Pointing records
::::::::
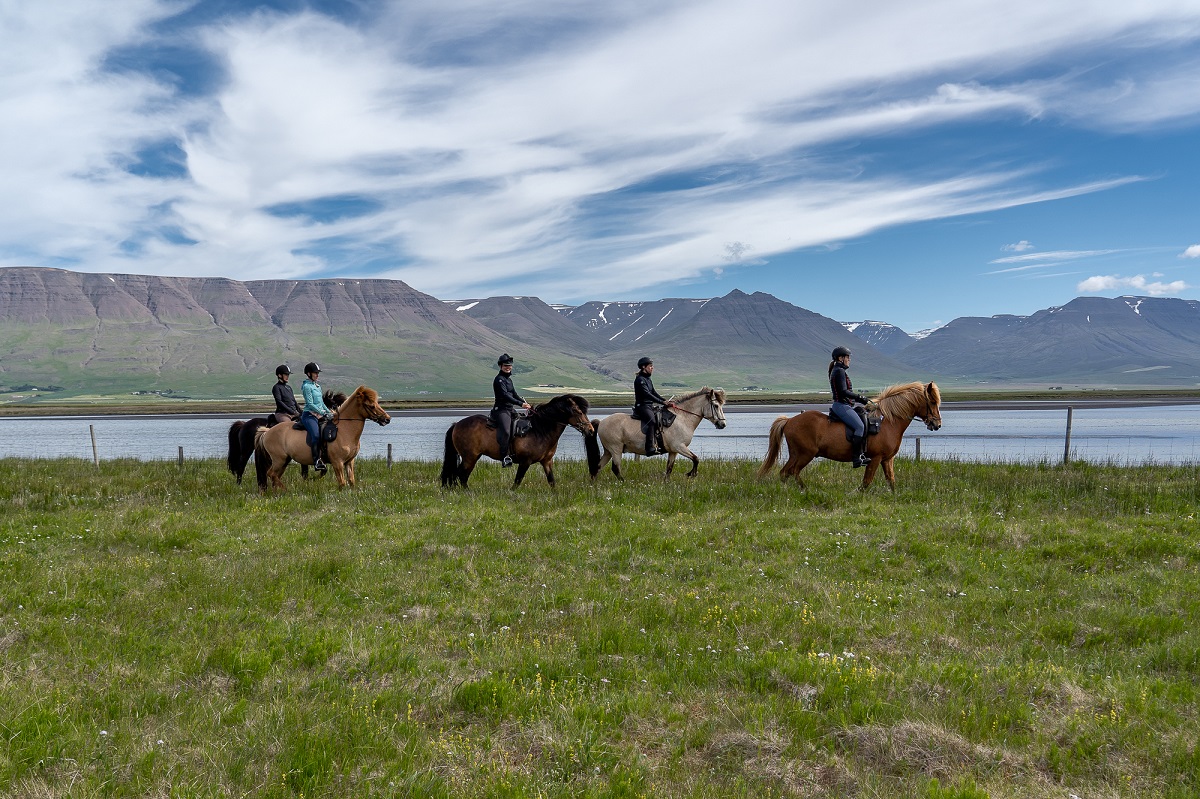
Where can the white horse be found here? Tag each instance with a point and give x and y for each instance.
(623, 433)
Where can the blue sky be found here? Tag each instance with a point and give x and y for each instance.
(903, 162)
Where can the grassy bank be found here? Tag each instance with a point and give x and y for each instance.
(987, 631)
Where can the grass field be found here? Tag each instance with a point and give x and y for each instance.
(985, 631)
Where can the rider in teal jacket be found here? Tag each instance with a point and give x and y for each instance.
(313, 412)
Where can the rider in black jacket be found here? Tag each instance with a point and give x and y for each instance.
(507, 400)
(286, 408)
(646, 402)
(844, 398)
::::::::
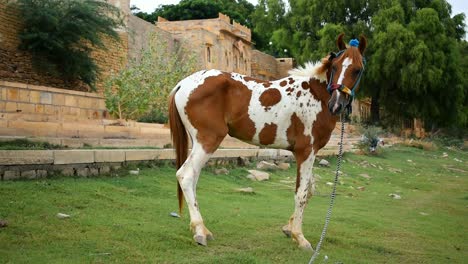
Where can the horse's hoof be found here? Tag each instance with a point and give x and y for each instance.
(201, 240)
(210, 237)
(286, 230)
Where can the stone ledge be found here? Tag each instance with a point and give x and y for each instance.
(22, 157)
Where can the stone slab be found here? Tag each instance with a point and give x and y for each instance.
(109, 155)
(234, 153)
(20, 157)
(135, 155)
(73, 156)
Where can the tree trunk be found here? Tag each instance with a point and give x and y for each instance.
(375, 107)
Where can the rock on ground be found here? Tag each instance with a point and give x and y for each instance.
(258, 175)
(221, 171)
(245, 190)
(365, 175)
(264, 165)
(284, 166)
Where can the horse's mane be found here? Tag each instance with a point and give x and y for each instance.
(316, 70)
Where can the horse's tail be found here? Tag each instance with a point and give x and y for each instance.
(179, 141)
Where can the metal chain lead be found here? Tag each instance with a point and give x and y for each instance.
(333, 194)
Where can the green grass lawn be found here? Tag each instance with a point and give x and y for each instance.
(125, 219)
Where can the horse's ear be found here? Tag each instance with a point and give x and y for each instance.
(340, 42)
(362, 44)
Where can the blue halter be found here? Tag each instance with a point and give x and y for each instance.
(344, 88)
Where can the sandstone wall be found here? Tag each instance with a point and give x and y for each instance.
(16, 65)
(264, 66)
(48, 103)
::::::::
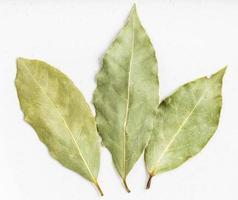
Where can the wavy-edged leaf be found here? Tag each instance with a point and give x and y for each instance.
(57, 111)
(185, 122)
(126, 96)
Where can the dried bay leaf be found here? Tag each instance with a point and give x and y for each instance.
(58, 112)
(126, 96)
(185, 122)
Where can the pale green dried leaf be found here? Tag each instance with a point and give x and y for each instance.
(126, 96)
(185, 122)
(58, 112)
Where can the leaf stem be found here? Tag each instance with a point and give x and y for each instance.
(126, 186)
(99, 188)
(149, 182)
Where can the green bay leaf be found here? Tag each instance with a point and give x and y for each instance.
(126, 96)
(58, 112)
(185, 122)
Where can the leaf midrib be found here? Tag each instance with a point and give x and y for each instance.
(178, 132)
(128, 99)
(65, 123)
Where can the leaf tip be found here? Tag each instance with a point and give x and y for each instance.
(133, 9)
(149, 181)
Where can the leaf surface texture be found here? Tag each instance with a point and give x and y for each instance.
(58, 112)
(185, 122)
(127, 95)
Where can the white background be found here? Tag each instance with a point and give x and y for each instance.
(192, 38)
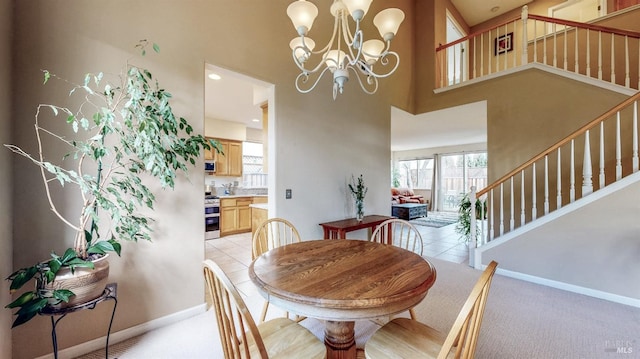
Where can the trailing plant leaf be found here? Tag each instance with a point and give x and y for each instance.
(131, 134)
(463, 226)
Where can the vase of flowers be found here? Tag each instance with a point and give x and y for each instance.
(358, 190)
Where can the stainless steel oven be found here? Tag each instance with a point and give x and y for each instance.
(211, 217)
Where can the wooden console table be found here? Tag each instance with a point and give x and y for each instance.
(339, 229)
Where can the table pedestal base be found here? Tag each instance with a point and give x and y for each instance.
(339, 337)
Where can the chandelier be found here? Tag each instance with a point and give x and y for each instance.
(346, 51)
::::::::
▸ Written exercise
From the records above, extract every line that contains the word "jacket", treating uppercase and lowercase as distinct.

▸ Solution
Where can the rider in teal jacket be found here? Tag each instance with a point and give x and y for each instance.
Where can the rider in black jacket be found here? Tag each instance with a point and give x and y for each instance.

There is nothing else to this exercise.